DATA SECTION >>
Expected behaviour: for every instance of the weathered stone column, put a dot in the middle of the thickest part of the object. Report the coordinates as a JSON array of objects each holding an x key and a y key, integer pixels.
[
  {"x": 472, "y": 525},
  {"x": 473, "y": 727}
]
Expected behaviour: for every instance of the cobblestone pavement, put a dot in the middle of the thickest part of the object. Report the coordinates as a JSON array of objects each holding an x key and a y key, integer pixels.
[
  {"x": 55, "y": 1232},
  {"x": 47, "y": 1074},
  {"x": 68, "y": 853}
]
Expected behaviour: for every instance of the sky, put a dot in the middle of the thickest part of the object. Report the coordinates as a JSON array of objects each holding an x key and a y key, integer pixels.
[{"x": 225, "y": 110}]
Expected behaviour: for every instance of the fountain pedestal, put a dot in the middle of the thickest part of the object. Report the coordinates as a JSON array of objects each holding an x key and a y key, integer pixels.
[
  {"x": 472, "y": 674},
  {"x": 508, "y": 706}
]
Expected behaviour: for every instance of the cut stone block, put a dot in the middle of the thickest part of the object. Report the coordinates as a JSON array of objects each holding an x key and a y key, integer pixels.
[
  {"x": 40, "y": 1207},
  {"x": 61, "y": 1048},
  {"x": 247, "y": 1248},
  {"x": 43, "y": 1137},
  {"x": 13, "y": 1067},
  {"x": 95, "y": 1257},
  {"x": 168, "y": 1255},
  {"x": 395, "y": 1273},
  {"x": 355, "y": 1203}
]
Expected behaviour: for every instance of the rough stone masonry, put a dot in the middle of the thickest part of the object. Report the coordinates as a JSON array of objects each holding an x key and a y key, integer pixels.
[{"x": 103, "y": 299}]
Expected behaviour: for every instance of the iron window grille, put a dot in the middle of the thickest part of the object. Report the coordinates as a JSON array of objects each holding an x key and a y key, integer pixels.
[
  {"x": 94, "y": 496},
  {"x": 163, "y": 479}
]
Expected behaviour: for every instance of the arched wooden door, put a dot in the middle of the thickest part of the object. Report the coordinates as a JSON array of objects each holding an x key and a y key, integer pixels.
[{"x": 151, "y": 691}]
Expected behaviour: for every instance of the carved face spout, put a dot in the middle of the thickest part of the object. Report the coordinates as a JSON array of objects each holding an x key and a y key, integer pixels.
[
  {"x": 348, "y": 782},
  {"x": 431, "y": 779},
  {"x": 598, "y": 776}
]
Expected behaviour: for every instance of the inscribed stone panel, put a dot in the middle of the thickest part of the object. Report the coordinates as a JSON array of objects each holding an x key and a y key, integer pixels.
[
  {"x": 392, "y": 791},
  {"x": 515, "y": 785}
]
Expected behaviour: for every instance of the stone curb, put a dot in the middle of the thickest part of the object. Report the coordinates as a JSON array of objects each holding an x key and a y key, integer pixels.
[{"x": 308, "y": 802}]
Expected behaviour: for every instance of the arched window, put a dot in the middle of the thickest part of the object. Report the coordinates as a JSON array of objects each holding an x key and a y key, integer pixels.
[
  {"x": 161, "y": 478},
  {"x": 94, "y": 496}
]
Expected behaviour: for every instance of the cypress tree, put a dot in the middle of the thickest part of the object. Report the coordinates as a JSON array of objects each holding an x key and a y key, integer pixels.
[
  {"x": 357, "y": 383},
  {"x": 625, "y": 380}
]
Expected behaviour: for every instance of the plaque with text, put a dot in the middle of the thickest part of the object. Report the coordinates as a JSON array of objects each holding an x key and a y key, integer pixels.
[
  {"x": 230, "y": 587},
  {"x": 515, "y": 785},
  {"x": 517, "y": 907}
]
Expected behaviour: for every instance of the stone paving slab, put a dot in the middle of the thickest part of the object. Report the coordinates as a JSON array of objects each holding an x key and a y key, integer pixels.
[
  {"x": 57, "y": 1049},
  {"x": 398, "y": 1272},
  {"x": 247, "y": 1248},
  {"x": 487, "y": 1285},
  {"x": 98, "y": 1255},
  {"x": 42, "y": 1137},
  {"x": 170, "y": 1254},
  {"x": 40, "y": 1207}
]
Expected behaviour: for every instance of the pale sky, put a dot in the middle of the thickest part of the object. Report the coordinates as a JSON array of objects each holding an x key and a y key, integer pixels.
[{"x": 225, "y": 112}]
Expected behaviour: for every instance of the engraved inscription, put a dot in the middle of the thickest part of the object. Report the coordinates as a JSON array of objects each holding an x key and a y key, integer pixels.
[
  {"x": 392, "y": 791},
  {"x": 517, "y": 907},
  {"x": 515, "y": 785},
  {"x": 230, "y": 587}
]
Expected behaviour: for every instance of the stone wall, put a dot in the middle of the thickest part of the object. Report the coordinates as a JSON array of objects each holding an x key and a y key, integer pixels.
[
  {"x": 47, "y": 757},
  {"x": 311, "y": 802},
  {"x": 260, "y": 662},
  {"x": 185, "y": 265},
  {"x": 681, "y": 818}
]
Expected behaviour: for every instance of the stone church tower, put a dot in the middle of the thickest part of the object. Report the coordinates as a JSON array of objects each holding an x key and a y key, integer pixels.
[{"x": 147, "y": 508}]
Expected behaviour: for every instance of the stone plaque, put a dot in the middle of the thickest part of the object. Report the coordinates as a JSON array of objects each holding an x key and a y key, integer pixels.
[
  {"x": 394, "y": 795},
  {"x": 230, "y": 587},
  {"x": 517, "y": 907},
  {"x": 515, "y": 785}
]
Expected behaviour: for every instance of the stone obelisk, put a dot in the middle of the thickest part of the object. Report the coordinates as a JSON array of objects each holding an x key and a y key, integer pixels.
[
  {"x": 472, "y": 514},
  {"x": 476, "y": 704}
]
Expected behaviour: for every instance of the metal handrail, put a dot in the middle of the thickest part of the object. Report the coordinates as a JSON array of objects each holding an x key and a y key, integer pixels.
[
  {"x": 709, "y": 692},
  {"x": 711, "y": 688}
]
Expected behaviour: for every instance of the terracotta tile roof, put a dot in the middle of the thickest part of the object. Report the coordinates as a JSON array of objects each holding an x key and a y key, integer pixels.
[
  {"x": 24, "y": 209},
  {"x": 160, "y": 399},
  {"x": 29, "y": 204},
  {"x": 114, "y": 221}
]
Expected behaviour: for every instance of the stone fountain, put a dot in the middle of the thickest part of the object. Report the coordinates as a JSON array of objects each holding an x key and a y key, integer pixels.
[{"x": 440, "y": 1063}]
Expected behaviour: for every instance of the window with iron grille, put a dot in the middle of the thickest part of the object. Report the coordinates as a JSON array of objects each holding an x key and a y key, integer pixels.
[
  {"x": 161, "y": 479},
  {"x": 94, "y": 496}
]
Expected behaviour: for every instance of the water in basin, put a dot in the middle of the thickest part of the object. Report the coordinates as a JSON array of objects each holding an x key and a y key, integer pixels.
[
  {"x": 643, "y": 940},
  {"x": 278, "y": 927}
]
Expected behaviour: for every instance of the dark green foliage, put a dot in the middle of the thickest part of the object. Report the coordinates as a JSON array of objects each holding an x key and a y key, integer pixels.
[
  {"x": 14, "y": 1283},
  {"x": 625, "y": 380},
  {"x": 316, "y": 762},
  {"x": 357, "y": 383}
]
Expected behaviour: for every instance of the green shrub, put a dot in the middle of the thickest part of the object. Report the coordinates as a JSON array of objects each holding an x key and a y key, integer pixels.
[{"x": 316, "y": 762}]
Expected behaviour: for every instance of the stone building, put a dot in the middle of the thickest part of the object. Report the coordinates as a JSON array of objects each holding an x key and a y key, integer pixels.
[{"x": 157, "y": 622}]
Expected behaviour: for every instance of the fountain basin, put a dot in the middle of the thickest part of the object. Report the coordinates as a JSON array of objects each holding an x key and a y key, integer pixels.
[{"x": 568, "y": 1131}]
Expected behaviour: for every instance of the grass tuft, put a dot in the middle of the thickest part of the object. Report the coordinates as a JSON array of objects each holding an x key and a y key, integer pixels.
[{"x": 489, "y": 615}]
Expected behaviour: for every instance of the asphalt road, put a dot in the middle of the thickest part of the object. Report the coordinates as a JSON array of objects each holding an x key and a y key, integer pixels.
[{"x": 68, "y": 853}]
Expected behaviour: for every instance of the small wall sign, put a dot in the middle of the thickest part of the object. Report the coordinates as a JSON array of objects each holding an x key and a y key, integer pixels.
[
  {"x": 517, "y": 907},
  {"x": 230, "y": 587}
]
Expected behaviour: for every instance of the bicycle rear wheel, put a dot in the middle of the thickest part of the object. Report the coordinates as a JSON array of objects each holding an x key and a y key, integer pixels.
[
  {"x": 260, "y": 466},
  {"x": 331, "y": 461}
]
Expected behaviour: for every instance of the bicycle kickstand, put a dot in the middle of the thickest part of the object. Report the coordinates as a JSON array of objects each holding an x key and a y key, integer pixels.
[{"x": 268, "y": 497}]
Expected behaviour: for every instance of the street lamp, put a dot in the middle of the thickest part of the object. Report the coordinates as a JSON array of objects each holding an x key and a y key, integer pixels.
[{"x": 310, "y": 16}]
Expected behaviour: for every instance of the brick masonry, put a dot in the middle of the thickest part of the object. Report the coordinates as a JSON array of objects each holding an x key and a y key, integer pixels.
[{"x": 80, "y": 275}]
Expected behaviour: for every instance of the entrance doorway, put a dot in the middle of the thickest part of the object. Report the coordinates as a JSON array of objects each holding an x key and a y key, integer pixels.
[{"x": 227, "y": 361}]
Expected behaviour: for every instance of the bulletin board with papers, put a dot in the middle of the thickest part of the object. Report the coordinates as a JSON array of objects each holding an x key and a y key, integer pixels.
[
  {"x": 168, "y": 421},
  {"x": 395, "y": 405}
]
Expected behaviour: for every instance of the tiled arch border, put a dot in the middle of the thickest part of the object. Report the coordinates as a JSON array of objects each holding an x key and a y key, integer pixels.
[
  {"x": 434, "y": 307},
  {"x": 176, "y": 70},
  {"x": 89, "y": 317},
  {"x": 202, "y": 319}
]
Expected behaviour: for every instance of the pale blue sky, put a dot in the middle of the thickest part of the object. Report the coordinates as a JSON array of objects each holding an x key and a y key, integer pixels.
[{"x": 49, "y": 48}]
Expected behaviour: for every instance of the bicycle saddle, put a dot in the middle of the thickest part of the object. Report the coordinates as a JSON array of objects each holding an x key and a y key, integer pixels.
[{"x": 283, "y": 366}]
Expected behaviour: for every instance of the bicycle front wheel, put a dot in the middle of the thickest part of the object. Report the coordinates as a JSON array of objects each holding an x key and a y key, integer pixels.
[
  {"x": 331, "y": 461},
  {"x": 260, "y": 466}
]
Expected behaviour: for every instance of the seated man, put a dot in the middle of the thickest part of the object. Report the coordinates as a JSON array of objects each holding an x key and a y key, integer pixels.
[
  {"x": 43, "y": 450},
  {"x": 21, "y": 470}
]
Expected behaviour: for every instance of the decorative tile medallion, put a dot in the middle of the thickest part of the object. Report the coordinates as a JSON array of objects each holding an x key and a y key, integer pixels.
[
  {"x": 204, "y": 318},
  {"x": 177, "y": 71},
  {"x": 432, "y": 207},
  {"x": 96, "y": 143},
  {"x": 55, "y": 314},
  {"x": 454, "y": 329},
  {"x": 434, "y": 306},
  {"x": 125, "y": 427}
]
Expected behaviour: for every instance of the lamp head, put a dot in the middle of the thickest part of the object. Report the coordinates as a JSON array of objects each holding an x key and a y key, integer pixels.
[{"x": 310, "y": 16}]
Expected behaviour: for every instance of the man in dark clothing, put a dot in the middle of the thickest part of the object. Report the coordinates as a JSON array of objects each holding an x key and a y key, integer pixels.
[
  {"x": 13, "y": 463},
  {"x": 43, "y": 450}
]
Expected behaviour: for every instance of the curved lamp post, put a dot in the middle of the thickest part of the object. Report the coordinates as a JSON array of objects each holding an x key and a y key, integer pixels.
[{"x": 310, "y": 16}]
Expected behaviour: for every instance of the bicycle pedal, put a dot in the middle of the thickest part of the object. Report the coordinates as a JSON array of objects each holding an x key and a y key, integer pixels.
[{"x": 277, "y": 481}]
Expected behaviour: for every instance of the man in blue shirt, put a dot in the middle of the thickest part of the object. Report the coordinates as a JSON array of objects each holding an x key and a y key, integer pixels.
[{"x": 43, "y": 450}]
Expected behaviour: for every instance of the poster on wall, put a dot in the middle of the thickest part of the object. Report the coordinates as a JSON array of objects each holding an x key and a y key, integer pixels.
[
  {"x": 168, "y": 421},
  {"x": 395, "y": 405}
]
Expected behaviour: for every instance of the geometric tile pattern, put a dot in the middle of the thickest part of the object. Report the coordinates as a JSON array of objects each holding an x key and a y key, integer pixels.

TRY IT >> Print, exactly as they appear above, the lines running from the one with "Expected behaviour: for every instance of the curved" through the final line.

OUTPUT BELOW >>
Expected behaviour: for every instance of the curved lamp post, put a dot in the middle of the thickest part of the object. Report the coordinates as a JSON array of objects each holding an x key and a y key, integer pixels.
[{"x": 310, "y": 16}]
Expected behaviour: for every instance of the bicycle pedal, put a dot in the middle of the thickest part of the object. Report the coordinates as a JSON array of objects each holding an x key and a y key, integer pixels.
[{"x": 277, "y": 481}]
Expected behaviour: for every instance of the man in blue shirt, put a dot in the middle of the thickest part of the object. Report the coordinates as a JSON array of objects each holding an x key and a y key, integer pixels.
[{"x": 43, "y": 450}]
Expected behaviour: for every instance of the poster on wall, put a dot in the middle of the thickest part of the object. Report the coordinates as a JSON array of objects each holding an x key and a y key, integer pixels.
[
  {"x": 168, "y": 421},
  {"x": 395, "y": 405}
]
Expected behaviour: for every instance of the geometric tile pattern, put a dot in the middle of the thickest part of the object. Report the coordinates as a JSON array of objects each holding an x key and a y key, integer pixels.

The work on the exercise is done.